**** PASSAGE

Patna: On Saturday evening (27 August) Some 300 people, mainly students and staff of the St Xavier’s Colleges (the organisers) and (among others,) a small group representing the cabinet of Patna Women’s College and St Xavier’s College of Education, speechified, sang songs and lit candles in a token ‘protest’ to draw attention to the alleged statutory rape of a minor (mentally challenged) girl from Samastipur that a Hindi newspaper dubbed ‘Akeli’. The gathering took place at another Jesuit institution, the famous St Xavier’s School, bang opposite the ‘historic’ Gandhi Maidan in Bihar’s Capital.
The case did not draw much attention in the local press, perhaps because it wasn’t a particularly gruesome incident that could have ‘shock value’. However, the facts are unsettling. The 12 year old girl, from an impoverished family, and an orphan, it is reported, is mentally challenged, and a local boy tool advantage of her. She apparently wasn’t aware of anything, until her stomach started to show, and when an unsuspecting relative took her to a local hospital for a check up it was discovered that she was pregnant. Childline Samastipur and the local Child welfare committee were proactive, and not only did they ensure that the girl received good treatment and that she and the baby actually survived the caesarian operation, they have also brought the girl and her baby to a place of safety within Patna. A local court, however, has granted the alleged perpetrator bail, and thus the fellow is still at large. However, thanks to the doggedness of Childline and the Child welfare Committee, a DNA test will soon bring to light who the father of the child is, and thus, justice will take its own course. The girl’s family has already been earmarked for a Rs 3 lakh government compensation.
The programme consisted of songs (some beautifully rendered by the amateur singers from the colleges), and speeches (actually platitudes and the usual desultory noises), while the participants sweltered in the humid August evening.
The message that the event sought to convey, however, was that civil society at large should be more sensitive to these cases of child-molestation and rape and should feel sufficiently outraged. It is an important message. However, Patna largely ignored it. And that is the tragedy.
Unfortunately, the event lacked proper finesse and planning. It appeared more like a hastily put together PR exercise. There was talk of a memorandum being sent to the Governor, but isn’t this an exercise in futility? The CWC and Childline are already working on the legal angle. A source has said that the appeal was to transfer the rape survivor and her baby to a better facility than the government run ‘remand home’ that she is currently put up in.

********
**** SOURCE MATERIAL

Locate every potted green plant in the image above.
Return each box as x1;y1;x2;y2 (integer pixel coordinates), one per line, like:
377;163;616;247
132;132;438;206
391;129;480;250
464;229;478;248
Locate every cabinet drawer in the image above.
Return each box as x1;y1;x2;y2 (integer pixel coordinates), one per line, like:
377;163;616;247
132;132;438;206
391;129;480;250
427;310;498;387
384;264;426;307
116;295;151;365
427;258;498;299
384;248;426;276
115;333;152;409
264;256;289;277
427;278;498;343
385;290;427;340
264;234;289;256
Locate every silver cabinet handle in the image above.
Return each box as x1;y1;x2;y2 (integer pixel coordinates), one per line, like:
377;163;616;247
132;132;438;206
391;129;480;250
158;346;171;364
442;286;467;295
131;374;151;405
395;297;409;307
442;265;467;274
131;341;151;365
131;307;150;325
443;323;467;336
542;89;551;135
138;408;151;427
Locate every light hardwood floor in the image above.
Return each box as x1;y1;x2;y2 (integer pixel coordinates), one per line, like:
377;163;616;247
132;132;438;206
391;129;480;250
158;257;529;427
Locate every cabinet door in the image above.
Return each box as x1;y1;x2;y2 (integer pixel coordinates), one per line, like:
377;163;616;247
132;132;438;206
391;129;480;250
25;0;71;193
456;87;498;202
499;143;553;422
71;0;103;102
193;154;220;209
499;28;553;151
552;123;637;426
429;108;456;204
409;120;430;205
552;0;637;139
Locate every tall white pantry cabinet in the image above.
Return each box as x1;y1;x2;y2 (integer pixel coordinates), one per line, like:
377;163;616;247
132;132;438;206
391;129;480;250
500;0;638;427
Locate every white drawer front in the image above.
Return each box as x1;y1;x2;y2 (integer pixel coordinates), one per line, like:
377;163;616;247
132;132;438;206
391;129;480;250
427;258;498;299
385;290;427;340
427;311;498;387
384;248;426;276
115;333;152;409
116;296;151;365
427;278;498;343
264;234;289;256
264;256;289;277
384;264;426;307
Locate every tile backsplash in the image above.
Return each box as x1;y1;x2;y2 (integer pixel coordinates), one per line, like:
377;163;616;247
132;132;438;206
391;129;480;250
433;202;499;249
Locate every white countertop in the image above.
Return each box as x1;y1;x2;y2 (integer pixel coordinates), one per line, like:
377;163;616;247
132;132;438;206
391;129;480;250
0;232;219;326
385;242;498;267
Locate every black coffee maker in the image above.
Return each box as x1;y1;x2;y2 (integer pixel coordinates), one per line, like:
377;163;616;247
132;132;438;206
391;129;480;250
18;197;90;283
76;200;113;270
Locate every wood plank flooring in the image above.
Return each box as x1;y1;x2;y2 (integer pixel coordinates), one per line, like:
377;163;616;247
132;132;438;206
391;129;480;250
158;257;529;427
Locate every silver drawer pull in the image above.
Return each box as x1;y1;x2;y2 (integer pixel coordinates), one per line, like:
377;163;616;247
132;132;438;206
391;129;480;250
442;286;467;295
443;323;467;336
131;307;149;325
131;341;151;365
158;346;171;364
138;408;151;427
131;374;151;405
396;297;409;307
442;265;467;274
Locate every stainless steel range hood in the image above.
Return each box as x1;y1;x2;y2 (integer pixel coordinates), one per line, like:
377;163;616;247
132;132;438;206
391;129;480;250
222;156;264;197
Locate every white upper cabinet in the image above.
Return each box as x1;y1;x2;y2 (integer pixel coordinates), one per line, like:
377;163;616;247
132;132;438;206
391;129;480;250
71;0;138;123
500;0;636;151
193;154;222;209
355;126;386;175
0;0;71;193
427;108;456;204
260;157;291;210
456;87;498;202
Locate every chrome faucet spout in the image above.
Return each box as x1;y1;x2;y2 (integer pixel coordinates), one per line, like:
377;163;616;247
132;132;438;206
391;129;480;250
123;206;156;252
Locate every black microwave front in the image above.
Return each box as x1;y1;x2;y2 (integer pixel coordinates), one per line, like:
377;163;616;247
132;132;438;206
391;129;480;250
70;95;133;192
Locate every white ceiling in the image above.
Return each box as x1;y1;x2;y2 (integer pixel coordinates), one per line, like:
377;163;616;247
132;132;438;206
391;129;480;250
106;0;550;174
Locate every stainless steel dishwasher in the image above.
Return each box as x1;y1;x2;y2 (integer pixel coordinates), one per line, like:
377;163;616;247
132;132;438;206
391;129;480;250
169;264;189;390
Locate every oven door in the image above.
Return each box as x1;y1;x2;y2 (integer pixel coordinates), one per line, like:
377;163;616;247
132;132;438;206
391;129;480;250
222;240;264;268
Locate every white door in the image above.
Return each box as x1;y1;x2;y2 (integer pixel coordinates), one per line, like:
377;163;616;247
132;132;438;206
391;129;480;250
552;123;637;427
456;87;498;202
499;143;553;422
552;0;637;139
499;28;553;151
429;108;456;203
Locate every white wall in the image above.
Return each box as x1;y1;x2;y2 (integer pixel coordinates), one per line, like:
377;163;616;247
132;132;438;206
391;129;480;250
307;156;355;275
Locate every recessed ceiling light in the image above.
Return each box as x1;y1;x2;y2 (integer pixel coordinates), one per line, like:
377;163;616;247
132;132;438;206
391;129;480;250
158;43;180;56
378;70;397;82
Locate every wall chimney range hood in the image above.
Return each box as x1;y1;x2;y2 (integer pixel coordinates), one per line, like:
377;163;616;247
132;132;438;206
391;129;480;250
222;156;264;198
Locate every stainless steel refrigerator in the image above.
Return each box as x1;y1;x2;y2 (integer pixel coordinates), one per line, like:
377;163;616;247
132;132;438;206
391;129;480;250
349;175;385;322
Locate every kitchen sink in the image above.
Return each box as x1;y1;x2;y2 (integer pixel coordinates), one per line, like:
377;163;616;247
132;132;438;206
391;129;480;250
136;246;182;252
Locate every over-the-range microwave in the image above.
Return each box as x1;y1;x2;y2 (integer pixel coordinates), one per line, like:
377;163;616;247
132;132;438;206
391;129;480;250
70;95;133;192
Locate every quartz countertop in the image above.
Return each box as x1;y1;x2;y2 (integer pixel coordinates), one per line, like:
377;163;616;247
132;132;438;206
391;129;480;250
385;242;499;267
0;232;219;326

********
**** SOURCE MATERIAL

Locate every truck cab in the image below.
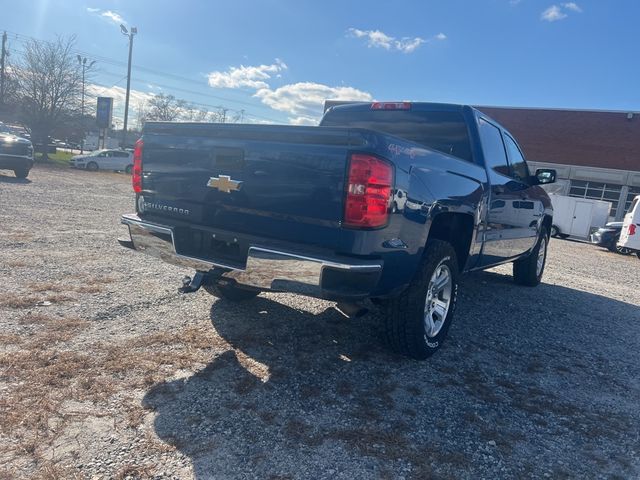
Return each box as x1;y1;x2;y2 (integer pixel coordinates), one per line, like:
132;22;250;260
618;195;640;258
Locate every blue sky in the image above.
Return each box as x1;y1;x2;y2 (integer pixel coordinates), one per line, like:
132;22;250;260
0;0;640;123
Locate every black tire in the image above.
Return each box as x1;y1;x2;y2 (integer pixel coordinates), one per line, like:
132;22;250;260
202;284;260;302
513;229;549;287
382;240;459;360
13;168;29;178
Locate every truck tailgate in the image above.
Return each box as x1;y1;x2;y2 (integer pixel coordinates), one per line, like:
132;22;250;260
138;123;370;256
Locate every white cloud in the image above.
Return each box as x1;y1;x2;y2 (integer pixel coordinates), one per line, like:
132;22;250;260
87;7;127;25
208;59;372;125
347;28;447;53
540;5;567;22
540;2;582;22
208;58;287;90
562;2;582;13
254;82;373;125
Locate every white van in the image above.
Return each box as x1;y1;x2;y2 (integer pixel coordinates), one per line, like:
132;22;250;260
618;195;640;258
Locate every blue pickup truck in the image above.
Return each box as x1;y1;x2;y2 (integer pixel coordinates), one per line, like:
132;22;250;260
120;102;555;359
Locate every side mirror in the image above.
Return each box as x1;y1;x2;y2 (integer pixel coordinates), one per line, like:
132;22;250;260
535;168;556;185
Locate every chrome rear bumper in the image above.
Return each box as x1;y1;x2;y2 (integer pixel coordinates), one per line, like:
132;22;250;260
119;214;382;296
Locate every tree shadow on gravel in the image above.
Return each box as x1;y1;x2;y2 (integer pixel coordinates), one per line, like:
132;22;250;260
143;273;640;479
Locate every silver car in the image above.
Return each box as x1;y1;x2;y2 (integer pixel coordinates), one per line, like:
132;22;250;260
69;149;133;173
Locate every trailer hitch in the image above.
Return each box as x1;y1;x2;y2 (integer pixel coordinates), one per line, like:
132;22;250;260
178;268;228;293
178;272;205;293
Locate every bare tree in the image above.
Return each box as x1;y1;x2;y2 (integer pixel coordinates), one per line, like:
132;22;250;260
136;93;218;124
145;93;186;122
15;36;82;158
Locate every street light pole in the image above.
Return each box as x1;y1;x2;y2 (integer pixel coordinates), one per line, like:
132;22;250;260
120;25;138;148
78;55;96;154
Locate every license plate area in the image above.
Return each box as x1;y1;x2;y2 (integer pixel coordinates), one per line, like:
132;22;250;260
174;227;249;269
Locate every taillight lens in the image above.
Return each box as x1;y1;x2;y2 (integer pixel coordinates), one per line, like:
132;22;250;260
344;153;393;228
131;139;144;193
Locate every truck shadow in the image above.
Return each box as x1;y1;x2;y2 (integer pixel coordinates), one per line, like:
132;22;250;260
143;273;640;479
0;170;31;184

********
**** SOURCE MATERIAL

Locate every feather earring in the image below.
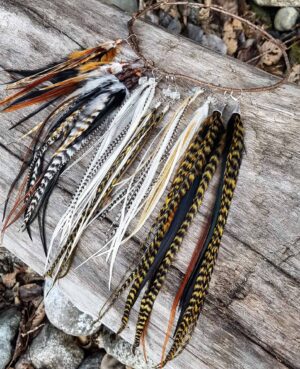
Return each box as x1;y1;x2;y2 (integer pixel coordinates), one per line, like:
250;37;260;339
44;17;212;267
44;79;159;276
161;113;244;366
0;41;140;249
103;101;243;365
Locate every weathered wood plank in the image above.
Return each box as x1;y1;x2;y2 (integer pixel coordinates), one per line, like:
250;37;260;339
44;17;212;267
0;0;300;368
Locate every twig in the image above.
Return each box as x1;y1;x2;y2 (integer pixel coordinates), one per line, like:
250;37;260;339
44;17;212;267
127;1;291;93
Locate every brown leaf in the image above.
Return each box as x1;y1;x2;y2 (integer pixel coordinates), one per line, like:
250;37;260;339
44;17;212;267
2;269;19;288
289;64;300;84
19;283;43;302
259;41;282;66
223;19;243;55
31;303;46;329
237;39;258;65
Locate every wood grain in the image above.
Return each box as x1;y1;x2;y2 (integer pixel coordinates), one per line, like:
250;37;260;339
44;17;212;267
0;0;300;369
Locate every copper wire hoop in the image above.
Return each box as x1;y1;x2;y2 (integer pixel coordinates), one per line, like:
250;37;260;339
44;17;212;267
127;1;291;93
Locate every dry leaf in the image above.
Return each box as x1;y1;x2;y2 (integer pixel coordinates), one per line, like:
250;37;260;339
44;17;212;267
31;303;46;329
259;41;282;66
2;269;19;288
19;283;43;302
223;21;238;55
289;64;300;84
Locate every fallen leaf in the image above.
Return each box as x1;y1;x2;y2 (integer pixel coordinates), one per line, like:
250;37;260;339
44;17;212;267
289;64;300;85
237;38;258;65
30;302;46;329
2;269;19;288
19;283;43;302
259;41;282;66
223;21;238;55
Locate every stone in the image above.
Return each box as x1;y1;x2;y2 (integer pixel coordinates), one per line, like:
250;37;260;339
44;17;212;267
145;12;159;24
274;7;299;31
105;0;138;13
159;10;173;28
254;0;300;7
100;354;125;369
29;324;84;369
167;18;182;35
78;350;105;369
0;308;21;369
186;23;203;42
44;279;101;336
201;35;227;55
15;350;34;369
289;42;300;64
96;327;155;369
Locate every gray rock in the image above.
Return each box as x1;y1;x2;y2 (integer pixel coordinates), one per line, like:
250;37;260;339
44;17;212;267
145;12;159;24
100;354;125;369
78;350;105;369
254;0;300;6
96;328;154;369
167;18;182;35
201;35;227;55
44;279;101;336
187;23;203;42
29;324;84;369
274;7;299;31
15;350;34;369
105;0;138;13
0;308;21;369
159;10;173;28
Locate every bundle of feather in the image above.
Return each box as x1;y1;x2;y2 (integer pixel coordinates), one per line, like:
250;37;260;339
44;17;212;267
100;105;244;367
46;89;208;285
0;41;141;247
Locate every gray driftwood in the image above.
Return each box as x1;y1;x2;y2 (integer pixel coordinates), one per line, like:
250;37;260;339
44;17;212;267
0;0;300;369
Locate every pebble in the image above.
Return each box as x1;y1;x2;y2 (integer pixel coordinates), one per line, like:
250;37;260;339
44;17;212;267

********

* EXERCISE INSTRUCTIONS
- 1) Print the passage of the article on the Patna protest from "The message that" to "currently put up in.".
- 2) Answer these questions from the article on the Patna protest:
(a) At which institution did the gathering take place?
(b) What amount of government compensation has been earmarked for the girl's family?
(c) To whom was there talk of sending a memorandum?

* ANSWERS IN ORDER
- 1)
The message that the event sought to convey, however, was that civil society at large should be more sensitive to these cases of child-molestation and rape and should feel sufficiently outraged. It is an important message. However, Patna largely ignored it. And that is the tragedy.
Unfortunately, the event lacked proper finesse and planning. It appeared more like a hastily put together PR exercise. There was talk of a memorandum being sent to the Governor, but isn’t this an exercise in futility? The CWC and Childline are already working on the legal angle. A source has said that the appeal was to transfer the rape survivor and her baby to a better facility than the government run ‘remand home’ that she is currently put up in.

- 2)
(a) St Xavier's School, opposite Gandhi Maidan in Patna
(b) Rs 3 lakh
(c) The Governor